All of the data that follows should be retyped exactly, please, except the pictures.

[begin DATASET EXTRACT]

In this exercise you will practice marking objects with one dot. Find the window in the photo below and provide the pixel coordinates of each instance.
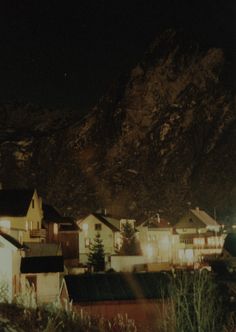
(98, 227)
(32, 281)
(87, 242)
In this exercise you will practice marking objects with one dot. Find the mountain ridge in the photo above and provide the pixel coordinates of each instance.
(159, 139)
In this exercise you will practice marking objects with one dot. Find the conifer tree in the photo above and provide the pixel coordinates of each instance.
(130, 243)
(96, 257)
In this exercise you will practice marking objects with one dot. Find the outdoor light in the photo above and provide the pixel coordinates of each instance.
(149, 250)
(85, 227)
(6, 224)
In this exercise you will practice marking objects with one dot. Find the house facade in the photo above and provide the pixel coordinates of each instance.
(199, 235)
(157, 239)
(108, 227)
(61, 230)
(11, 253)
(21, 215)
(41, 274)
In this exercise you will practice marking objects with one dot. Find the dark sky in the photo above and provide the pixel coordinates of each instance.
(66, 53)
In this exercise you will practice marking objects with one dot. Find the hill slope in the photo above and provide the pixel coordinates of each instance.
(161, 138)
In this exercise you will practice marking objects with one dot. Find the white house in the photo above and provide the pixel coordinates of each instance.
(11, 252)
(158, 242)
(199, 235)
(109, 229)
(42, 274)
(21, 215)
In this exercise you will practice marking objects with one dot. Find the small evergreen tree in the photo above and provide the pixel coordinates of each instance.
(130, 244)
(96, 257)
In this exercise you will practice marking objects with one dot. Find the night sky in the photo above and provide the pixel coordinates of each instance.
(66, 53)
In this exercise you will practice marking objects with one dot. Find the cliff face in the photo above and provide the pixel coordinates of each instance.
(161, 138)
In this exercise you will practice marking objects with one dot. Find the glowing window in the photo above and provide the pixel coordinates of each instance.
(55, 229)
(5, 224)
(199, 241)
(98, 227)
(85, 227)
(149, 251)
(87, 242)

[end DATASET EXTRACT]

__THE RESULT__:
In this exercise you will practice marking objects with one dot. Find the window in the photo below and provide the pixel coordinates of each instance.
(98, 227)
(32, 281)
(87, 242)
In this exercise you will practice marking objects with one dot. Find the mountain ridge in the photo above and provide the pixel coordinates of each instance.
(159, 139)
In this exercise you will practice marking objects with one dot. Find the conifer tree in the photo above and provide the pixel coordinates of each instance.
(130, 243)
(96, 257)
In this exercise you will practice marking objects with one dot. Find the outdoor light in the photo above and provide the pixel coordinates of each instance.
(149, 250)
(85, 227)
(6, 224)
In this exercise you will practice marking objects with one dot. Find the house facade in the photo above and provide the pixel coordinates of each instance.
(199, 235)
(157, 239)
(108, 227)
(61, 230)
(11, 253)
(21, 215)
(41, 274)
In this exercise you will practice marking objects with one dot. Find the dark sky in the photo above and provide the pixel coordinates of each instance.
(66, 53)
In this exercise you will practice marking objects with one dot. Find the hill slope in the photo above and provide the pixel coordinates of each instance.
(161, 138)
In this exercise you will practice marking objects with one dot. Find the white house in the photo above and provide the pixel coordinates of each instance.
(11, 252)
(158, 242)
(199, 235)
(109, 229)
(42, 274)
(21, 215)
In this exercise you will practice marking objects with one dot. Find the small evergreen tree in the photo above and provide the pixel coordinates of each instance.
(130, 244)
(96, 257)
In this exercise you will practice marking objects with one dot. Find the night sky in the photo above and provide the pixel coordinates of each instance.
(66, 53)
In this exercise you will practice marking objects with one dot. Find the cliff face in the photo above and provide the pixel coordinates of each instance.
(161, 138)
In this exercise you will practice marking objects with one dot. Find the glowing window in the photo above and provide the pixel coordinates of each instance.
(55, 229)
(5, 224)
(199, 241)
(98, 227)
(85, 227)
(149, 251)
(87, 242)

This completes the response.